**DESCRIPTION OF THE TASK**:
Throughout the entries below, report every line where "instance" is found.

(DATA FOR REVIEW)

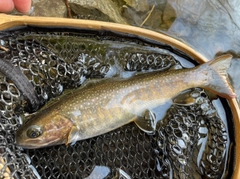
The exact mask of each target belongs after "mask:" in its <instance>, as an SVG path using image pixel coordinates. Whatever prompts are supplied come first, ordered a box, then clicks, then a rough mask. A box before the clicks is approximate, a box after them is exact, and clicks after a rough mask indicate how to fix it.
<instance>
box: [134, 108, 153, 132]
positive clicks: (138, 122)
mask: <svg viewBox="0 0 240 179" xmlns="http://www.w3.org/2000/svg"><path fill="white" fill-rule="evenodd" d="M134 122H135V124H136V125H137V126H138V127H139V128H140V129H141V130H142V131H144V132H146V133H149V134H153V133H154V132H155V130H156V116H155V114H154V113H153V112H152V111H149V110H146V111H145V112H144V113H143V116H140V117H138V118H137V119H136V120H134Z"/></svg>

(End DATA FOR REVIEW)

**OUTPUT OF THE EXERCISE**:
The exact mask of each target belongs after "mask:" in its <instance>, as an SVG path using image pixel coordinates. Whatever prompts are supplied come first, ordered a box, then clicks, then a rough mask. A box before the clicks is approximate, a box after them is exact, and clicks after a rough mask indicate how to fix it.
<instance>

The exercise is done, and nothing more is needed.